» **TASKS FOR THIS EXERCISE**:
• 1. In the energy efficiency passage, quote word for word the part from "Due to the acceleration" to "spur energy efficiency.".
• 2. Translate this sentence from the energy efficiency passage into Spanish: "Liu & Sweeney [12] found through empirical research that compact city development helps reduce greenhouse gas emissions and energy consumption."

According to a World Bank report, from 1990 to 2000, China focused on optimizing its industrial structure and made corresponding upgrades by continuously increasing the proportion of the service industry, resulting in a 35–45% decrease in energy consumption per unit of GDP. Even though most academic discussions have confirmed that optimizing the industrial structure can promote better resource allocation patterns and further improve energy efficiency, some scholars still hold objections to this, maintaining a certain degree of caution in their views and believing that the effects of optimizing industrial structure have certain applicable conditions. Ang & Zhang [9] expressed that, during the process of industrial development, industrial structure only has a weak impact on energy consumption per unit of GDP, and it cannot be determined whether this is a positive or negative impact. The empirical results of Wei & Shen [10] indicated that adjusting industrial structure does not absolutely improve energy efficiency, but does, to some extent, promote it.
Due to the acceleration of China’s urbanization process, scholars have gradually incorporated the level of urbanization into the analysis framework of factors affecting energy efficiency. The concentration of urbanization level is reflected in the level of infrastructure, and the construction of infrastructure promotes the sustainable development of urbanization. Some scholars have noted that the higher the level of infrastructure development, the more various industries and economic activities affected by population agglomeration will generate economic effects in space. Improving enterprise production methods through knowledge and technology spillover effects can spur energy efficiency.
Capello et al. [11] proposed the compact city theory, based on the states in which compact urban development can reduce resource and environmental use. Liu & Sweeney [12] found through empirical research that compact city development helps reduce greenhouse gas emissions and energy consumption. However, some scholars hold opposite views. Burgess [13] believed that the improvement of infrastructure level will drive the development of urbanization, and in the process of urbanization, there may be congestion effects, which cannot avoid some environmental pollution problems such as garbage siege, increased water pollution, and serious waste of land resources. This will have a negative impact on the improvement of energy efficiency.
In addition to the aforementioned influencing factors, technological level also has an important impact on resource consumption efficiency. Doms et al. [14] studied the impact of technological progress on energy efficiency from a microscopic perspective. Their results showed that the overall energy intensity and power energy intensity of enterprises adopting advanced manufacturing technology are lower than those of enterprises not adopting this technology. Other scholars have further demonstrated, from the perspectives of country and industry, that technological level has a positive effect on resource consumption efficiency. Mielnika & Goldenberg [15] used data from 20 developing countries to study the relationship between FDI and energy intensity and found that, with the increase in foreign direct investment, energy intensity significantly decreases. The improvement in foreign direct investment efficiency is the result of the combined effect of advanced management skills and more modern technological factors.
Constructing an environmental DEA model by considering carbon dioxide production in the industrial sector, Wu et al. [16] stated that energy efficiency improvement in China’s industrial sector is mainly driven by technological progress. Lin & Barak [17] and Jules-Daniel & Joëlle [18] reported in their research that green technology improves energy efficiency, reduces carbon emissions and ineffective waste in enterprise production, and is an effective measure for energy conservation and consumption reduction. Jonathan & Fridley [19] found that technological progress can improve energy efficiency, and further research is needed on the influencing factors of energy consumption efficiency in the fields of economic growth, industrial structure, economic system reform, environment, and energy conservation policies.

» **INFORMATION SHOWN**:
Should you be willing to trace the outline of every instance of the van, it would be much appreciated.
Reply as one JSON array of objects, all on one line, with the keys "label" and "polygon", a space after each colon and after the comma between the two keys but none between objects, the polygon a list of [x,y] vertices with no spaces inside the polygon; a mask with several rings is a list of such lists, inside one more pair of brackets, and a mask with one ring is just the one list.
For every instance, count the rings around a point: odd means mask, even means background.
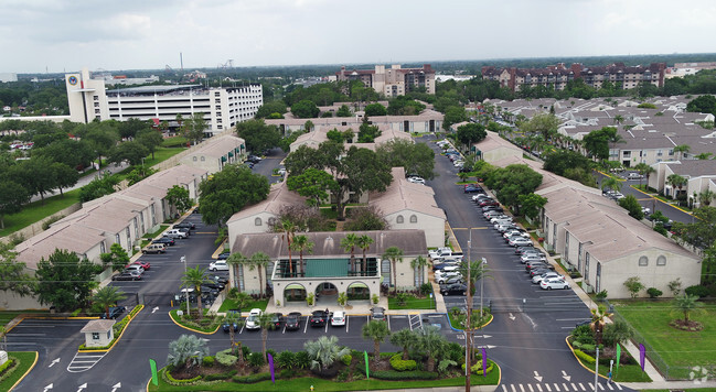
[{"label": "van", "polygon": [[149,247],[141,250],[142,253],[164,253],[167,247],[163,243],[150,243]]}]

» **ANSWERS TO EACH TASK**:
• 1.
Due to the acceleration of China’s urbanization process, scholars have gradually incorporated the level of urbanization into the analysis framework of factors affecting energy efficiency. The concentration of urbanization level is reflected in the level of infrastructure, and the construction of infrastructure promotes the sustainable development of urbanization. Some scholars have noted that the higher the level of infrastructure development, the more various industries and economic activities affected by population agglomeration will generate economic effects in space. Improving enterprise production methods through knowledge and technology spillover effects can spur energy efficiency.

• 2. Liu & Sweeney [12] descubrieron mediante una investigación empírica que el desarrollo de ciudades compactas ayuda a reducir las emisiones de gases de efecto invernadero y el consumo de energía.